[Opening Passage provided section]

SB: Some poems just weren’t ready. When I first started taking poetry courses I was in the middle of an awful break-up. A lot of those pieces felt like diary entries. When you re-read your own work so often, if you take a step back, it’s pretty easy to say to yourself, “I need to find another way to work this out.” That can be in therapy, exercise, spending time with family, or revising a poem. I used to hate editing my poems (I SAID WHAT I SAID) which is why I 86’d a lot of the older ones. I now find revision to be a beauty. When things feel too personal, I just start lying!!! [Laughs] Well, not exactly—but it does give me the opportunity to distance myself from the work by searching for the distant cousins of my truth.
OKP: In a recent chat you did with PAPER, you talked about how you got to know Kendrick Lamar through your interview with J. Cole and eventually he played you some songs they did together. First, are you able to share what the name of those songs were? And second, could you get Top on the phone to finally green light that collaborative album between those two? Also, could you share any other never-before-told hip-hop experiences that might come to mind in relation to befriending Cole and K.Dot?

[Closing Passage provided section]

### The task
Extract the part of the interview excerpt starting at "SB: Some poems" and ending at "of my truth.", copying it word for word. The data items that come next are separate material, unconnected to the interview excerpt.

[Opening Supplied material section]

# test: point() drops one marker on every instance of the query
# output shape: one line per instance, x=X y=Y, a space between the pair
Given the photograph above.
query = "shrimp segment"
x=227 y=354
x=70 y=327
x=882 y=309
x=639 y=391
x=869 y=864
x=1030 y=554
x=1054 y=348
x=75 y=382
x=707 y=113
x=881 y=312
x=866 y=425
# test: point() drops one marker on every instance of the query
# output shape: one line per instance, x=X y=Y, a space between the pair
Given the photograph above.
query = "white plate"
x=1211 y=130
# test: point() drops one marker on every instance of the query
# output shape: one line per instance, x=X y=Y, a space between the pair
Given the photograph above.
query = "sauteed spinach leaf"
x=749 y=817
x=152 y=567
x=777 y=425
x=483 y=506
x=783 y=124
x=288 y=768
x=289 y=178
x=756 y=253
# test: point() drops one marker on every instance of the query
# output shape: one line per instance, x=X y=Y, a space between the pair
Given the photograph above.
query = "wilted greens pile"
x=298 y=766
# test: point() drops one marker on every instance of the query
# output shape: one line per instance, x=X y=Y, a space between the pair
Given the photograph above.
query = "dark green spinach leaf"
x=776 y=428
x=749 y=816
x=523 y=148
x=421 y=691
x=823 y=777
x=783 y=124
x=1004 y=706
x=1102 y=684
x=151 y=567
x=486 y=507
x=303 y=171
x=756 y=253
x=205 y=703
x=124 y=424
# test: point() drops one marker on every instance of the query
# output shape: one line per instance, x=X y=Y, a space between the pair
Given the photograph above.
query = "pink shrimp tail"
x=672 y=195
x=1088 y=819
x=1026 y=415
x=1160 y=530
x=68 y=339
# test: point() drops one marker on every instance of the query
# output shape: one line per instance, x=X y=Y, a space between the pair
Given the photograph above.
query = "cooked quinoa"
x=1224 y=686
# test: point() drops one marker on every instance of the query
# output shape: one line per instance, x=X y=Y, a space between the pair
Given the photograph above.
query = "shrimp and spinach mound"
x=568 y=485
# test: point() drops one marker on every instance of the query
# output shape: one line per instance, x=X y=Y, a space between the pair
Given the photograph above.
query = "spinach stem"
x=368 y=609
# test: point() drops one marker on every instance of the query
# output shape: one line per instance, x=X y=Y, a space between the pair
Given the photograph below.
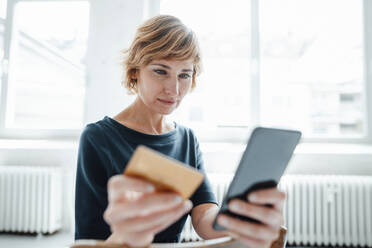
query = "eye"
x=160 y=72
x=185 y=76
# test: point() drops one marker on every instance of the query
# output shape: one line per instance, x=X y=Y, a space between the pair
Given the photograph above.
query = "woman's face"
x=162 y=84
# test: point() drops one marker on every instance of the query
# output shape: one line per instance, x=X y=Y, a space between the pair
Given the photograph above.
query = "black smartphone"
x=263 y=163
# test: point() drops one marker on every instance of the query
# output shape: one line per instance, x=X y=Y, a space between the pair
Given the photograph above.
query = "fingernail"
x=252 y=197
x=150 y=188
x=234 y=206
x=187 y=205
x=223 y=221
x=178 y=199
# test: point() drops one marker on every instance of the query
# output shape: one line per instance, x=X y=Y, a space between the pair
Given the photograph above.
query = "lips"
x=167 y=102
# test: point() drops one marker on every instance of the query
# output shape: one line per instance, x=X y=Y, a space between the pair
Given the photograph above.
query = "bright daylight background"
x=300 y=64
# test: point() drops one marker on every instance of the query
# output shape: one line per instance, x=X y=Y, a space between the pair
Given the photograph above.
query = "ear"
x=134 y=74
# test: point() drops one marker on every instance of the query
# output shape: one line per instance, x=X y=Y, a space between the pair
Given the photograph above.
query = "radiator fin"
x=30 y=199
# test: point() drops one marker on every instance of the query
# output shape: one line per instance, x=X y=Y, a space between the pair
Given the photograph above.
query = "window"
x=293 y=63
x=44 y=87
x=312 y=66
x=224 y=36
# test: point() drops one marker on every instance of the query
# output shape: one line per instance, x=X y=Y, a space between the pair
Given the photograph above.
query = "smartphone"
x=264 y=161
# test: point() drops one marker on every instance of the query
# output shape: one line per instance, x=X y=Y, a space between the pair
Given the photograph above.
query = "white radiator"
x=30 y=199
x=328 y=210
x=319 y=210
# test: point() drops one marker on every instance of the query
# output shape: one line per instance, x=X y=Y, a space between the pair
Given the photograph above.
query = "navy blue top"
x=104 y=150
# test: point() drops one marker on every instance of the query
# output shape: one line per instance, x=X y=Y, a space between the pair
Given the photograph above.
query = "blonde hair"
x=160 y=37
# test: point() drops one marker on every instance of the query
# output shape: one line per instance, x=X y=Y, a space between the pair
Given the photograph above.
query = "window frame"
x=232 y=134
x=21 y=133
x=215 y=134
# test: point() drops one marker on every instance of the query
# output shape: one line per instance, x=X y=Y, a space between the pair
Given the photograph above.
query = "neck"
x=144 y=119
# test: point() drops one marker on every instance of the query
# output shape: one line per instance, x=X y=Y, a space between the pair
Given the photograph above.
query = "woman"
x=161 y=67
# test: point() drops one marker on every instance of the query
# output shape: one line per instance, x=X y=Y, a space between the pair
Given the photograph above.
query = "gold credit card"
x=165 y=173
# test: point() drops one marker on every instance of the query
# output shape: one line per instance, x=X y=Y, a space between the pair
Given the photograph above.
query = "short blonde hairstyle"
x=160 y=37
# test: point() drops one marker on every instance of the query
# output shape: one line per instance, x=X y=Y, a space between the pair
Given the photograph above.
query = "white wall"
x=112 y=29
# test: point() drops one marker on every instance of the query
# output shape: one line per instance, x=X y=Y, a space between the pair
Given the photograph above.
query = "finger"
x=266 y=215
x=119 y=185
x=155 y=221
x=251 y=242
x=248 y=229
x=145 y=206
x=268 y=196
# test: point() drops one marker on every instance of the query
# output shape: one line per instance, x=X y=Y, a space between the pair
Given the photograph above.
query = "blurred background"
x=296 y=64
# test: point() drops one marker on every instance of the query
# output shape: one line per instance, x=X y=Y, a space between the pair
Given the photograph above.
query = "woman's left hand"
x=256 y=234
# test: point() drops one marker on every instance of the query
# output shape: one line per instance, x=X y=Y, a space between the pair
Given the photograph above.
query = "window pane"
x=312 y=66
x=47 y=75
x=222 y=90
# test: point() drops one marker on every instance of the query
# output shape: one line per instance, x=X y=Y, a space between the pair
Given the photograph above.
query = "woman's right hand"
x=136 y=212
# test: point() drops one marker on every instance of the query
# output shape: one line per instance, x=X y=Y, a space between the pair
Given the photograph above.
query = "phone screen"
x=263 y=163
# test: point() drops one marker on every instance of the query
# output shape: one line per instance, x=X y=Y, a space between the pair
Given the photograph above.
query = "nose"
x=172 y=87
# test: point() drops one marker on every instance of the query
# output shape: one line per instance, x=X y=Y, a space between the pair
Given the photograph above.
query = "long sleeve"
x=92 y=174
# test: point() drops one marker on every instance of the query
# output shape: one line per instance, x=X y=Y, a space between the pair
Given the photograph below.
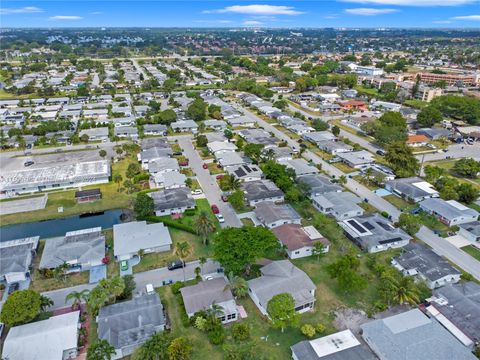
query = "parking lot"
x=41 y=161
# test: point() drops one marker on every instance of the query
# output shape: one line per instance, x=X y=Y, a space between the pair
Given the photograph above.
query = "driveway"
x=208 y=183
x=444 y=248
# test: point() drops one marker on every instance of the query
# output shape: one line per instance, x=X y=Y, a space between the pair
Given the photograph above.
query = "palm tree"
x=45 y=302
x=77 y=297
x=406 y=292
x=183 y=250
x=238 y=285
x=204 y=226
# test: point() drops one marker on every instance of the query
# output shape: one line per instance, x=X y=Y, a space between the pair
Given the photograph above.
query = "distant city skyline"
x=241 y=13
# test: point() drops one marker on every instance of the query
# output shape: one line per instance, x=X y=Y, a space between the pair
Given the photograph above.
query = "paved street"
x=444 y=248
x=331 y=170
x=154 y=277
x=208 y=183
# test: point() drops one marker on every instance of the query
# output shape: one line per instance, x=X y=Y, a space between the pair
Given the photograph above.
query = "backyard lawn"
x=472 y=250
x=111 y=199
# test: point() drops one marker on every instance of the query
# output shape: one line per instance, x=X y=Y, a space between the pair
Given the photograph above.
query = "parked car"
x=124 y=265
x=177 y=264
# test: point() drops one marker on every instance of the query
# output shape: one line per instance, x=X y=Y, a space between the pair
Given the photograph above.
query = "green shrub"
x=240 y=331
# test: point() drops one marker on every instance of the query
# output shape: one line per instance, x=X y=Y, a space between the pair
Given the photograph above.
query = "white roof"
x=43 y=340
x=331 y=344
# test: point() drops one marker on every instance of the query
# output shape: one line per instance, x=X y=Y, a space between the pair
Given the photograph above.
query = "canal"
x=58 y=227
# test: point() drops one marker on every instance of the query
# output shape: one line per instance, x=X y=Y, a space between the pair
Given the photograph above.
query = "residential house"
x=55 y=338
x=126 y=132
x=16 y=257
x=300 y=166
x=272 y=215
x=414 y=336
x=357 y=159
x=299 y=241
x=417 y=140
x=342 y=345
x=172 y=201
x=449 y=212
x=412 y=189
x=470 y=231
x=318 y=184
x=128 y=324
x=217 y=125
x=245 y=172
x=373 y=233
x=457 y=308
x=79 y=249
x=340 y=205
x=95 y=134
x=280 y=277
x=129 y=238
x=184 y=126
x=204 y=295
x=261 y=190
x=417 y=259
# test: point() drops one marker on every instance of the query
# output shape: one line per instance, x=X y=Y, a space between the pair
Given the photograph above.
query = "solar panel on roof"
x=368 y=225
x=357 y=226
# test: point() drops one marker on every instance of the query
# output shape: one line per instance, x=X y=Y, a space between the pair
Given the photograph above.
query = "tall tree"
x=183 y=250
x=204 y=226
x=281 y=310
x=237 y=248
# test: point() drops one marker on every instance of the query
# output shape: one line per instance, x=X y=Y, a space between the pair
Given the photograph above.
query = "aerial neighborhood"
x=213 y=194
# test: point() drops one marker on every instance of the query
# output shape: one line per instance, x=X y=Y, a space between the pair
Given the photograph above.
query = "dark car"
x=177 y=264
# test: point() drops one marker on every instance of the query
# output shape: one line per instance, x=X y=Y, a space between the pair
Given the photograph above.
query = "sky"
x=241 y=13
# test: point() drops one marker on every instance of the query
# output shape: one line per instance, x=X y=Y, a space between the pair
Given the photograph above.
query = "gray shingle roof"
x=82 y=246
x=412 y=335
x=282 y=277
x=202 y=295
x=426 y=262
x=172 y=198
x=262 y=189
x=131 y=322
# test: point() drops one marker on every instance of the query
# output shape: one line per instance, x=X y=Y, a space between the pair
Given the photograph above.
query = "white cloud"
x=65 y=17
x=256 y=10
x=24 y=10
x=468 y=17
x=252 y=23
x=413 y=2
x=369 y=11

[Closing Supplied material section]

### Response below
SB: Some poems just weren’t ready. When I first started taking poetry courses I was in the middle of an awful break-up. A lot of those pieces felt like diary entries. When you re-read your own work so often, if you take a step back, it’s pretty easy to say to yourself, “I need to find another way to work this out.” That can be in therapy, exercise, spending time with family, or revising a poem. I used to hate editing my poems (I SAID WHAT I SAID) which is why I 86’d a lot of the older ones. I now find revision to be a beauty. When things feel too personal, I just start lying!!! [Laughs] Well, not exactly—but it does give me the opportunity to distance myself from the work by searching for the distant cousins of my truth.